*** Begin section ***
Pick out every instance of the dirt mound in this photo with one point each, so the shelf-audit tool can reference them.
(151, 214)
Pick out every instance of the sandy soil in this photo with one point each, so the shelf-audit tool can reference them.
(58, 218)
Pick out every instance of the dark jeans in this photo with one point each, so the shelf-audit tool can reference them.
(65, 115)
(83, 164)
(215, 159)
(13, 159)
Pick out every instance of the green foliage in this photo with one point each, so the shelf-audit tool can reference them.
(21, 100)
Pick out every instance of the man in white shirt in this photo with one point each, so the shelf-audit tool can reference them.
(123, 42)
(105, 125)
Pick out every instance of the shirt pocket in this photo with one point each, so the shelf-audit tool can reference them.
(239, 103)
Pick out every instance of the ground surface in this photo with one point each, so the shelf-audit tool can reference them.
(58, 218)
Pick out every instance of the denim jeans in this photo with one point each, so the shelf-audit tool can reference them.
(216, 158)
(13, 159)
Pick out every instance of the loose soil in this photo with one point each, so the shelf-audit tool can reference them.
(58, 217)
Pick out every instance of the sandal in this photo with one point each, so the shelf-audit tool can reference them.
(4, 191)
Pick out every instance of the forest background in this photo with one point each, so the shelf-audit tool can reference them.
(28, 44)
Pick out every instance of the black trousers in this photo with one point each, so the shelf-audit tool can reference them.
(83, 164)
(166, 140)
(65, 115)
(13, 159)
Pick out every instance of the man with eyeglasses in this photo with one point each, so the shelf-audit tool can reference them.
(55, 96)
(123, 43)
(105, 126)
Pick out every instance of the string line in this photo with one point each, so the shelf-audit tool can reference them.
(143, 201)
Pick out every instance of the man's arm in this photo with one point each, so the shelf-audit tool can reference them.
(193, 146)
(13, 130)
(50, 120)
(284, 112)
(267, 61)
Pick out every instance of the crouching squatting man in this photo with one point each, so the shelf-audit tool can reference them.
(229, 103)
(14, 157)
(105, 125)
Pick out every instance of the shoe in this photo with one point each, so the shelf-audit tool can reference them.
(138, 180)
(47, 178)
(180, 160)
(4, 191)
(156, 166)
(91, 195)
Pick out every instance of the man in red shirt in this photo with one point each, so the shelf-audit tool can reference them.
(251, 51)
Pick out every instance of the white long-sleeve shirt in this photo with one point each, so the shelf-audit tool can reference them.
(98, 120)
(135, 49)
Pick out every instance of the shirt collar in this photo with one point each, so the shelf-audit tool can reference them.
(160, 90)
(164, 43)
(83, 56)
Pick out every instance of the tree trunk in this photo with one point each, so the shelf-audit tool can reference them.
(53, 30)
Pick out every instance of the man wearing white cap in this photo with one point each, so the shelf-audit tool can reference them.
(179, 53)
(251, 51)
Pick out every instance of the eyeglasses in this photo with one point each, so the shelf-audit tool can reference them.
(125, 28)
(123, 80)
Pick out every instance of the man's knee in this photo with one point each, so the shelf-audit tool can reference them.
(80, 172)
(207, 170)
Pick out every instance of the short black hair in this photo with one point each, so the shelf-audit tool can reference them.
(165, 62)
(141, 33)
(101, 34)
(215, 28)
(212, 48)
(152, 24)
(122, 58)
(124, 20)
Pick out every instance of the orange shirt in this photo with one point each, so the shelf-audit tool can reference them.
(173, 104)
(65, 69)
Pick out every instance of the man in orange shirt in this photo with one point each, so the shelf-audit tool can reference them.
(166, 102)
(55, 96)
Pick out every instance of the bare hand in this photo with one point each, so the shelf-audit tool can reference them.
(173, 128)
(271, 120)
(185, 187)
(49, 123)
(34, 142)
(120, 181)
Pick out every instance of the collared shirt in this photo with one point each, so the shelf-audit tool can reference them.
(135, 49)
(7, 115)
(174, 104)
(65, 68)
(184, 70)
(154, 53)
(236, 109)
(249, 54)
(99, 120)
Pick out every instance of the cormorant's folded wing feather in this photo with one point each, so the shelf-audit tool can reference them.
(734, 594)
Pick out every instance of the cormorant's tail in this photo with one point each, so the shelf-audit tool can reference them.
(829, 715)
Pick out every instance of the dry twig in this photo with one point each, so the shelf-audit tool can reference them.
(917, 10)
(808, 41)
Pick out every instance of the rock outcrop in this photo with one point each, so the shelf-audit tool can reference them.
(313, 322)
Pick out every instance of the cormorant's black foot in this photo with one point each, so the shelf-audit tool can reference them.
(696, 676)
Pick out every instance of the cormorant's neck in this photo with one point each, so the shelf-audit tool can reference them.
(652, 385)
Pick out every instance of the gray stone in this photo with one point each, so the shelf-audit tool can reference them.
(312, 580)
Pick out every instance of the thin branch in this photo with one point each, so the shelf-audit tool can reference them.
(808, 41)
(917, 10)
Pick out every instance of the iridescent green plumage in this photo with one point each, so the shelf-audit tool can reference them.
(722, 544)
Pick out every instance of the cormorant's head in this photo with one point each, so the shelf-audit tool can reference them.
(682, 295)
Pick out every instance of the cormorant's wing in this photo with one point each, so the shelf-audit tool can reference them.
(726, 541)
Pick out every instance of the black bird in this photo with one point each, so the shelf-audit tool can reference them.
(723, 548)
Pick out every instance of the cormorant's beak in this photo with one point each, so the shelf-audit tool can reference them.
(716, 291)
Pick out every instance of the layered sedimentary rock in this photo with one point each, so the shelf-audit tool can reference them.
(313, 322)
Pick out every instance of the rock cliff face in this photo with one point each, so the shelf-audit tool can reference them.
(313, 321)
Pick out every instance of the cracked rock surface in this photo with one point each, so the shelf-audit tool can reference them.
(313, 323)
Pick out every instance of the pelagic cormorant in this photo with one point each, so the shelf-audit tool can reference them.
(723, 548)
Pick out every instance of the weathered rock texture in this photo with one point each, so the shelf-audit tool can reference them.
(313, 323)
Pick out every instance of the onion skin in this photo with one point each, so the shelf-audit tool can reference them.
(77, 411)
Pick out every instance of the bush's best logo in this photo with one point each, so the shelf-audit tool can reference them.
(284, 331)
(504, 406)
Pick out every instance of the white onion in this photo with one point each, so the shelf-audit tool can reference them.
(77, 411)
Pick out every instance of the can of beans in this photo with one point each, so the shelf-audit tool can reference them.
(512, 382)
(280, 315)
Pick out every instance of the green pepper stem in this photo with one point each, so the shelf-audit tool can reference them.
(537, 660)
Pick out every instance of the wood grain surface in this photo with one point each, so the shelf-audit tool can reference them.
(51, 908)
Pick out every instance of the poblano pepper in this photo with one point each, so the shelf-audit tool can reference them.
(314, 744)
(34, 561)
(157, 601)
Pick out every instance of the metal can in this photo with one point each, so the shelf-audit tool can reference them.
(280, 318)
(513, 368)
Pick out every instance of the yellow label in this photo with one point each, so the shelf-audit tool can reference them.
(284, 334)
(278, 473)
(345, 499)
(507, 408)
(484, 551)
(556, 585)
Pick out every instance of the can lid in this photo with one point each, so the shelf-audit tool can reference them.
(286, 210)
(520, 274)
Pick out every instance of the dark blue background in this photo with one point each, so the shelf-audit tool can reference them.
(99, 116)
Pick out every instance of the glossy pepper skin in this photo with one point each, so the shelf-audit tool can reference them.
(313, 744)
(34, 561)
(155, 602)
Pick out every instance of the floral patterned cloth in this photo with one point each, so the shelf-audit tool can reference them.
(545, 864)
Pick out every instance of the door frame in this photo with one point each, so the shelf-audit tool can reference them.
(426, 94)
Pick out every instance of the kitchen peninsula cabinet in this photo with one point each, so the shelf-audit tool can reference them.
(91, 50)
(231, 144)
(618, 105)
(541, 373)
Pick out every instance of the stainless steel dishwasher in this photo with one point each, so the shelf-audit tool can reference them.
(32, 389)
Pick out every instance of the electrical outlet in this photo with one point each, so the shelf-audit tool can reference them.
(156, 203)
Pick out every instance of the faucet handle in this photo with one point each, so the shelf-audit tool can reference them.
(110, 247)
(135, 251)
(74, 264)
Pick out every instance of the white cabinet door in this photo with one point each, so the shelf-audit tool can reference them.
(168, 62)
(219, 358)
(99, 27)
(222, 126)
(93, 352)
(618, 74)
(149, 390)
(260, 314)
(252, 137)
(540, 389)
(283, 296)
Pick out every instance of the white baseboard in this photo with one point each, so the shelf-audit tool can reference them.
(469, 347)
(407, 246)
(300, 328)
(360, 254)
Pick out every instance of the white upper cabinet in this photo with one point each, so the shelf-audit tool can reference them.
*** End section ***
(Requirement):
The expected output is a verbatim retyping of each line from the one with "Pick out every instance of the white cabinet" to the end of the listing above, with both end lines kept and nothing added.

(Output for this task):
Pick out every instance of the white cabinet door in this photo with one point each, so the shelf-audit tool can reference them.
(168, 62)
(219, 358)
(99, 27)
(222, 126)
(93, 352)
(618, 74)
(149, 390)
(260, 314)
(252, 137)
(540, 389)
(283, 296)
Pick out every instance of the white baseboard in this photo with one point each, so the shelf-audit tool can reference them.
(469, 347)
(407, 246)
(300, 328)
(360, 254)
Pick out every instance of the white upper cabinet in this photo with one point each, so the shelf-audit tool can reference them.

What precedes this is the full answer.